- _Problem requirements_:
Pick out the lines in the listing below that contain the word "bush" and copy them.

- _Provided records_:
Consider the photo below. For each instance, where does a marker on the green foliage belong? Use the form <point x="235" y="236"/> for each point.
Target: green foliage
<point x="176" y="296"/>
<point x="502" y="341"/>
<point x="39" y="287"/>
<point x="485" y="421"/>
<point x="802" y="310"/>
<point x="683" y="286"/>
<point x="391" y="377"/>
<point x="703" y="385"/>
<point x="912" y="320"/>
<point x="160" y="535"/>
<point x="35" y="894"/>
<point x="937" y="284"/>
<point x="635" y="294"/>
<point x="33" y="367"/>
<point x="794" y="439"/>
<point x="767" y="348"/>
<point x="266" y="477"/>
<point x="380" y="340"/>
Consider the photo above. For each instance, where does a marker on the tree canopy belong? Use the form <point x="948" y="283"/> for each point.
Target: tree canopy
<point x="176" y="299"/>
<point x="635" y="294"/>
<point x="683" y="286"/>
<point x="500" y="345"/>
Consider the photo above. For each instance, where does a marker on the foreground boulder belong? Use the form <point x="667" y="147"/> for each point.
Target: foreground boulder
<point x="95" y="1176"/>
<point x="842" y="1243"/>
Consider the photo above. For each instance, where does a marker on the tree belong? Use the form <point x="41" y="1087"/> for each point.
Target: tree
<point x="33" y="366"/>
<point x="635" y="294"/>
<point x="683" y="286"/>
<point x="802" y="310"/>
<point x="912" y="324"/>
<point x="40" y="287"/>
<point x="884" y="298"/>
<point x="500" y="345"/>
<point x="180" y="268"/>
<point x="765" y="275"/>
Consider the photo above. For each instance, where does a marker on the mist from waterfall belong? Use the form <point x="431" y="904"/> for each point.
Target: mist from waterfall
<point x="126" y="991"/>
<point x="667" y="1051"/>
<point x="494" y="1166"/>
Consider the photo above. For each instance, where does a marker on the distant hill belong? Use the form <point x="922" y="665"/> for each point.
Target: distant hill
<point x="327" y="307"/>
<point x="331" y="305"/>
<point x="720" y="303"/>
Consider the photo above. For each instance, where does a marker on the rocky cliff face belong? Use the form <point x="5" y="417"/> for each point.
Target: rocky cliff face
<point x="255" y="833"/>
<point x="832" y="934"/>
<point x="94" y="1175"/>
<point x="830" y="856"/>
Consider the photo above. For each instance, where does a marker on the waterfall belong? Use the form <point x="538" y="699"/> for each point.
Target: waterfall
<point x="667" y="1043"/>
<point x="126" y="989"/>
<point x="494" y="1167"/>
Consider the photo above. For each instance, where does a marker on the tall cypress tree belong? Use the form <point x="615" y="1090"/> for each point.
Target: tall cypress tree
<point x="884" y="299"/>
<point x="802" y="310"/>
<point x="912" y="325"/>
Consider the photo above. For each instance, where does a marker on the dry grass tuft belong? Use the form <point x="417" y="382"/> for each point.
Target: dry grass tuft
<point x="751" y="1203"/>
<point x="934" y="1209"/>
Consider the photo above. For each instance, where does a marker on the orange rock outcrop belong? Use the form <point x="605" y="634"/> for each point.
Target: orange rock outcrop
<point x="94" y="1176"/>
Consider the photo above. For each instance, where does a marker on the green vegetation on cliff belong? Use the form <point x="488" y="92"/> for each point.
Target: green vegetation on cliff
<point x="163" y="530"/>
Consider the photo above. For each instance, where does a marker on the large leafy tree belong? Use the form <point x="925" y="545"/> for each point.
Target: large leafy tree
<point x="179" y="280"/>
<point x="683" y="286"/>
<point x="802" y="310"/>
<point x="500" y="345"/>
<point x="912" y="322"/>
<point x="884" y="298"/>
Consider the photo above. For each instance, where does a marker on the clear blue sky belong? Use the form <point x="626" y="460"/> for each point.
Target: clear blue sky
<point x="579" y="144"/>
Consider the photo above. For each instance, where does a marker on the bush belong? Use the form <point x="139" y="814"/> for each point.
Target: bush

- _Problem solution_:
Consider the photo above. For each instance, where does a marker on the bush belong? Use the form <point x="139" y="814"/> for each point.
Target: bush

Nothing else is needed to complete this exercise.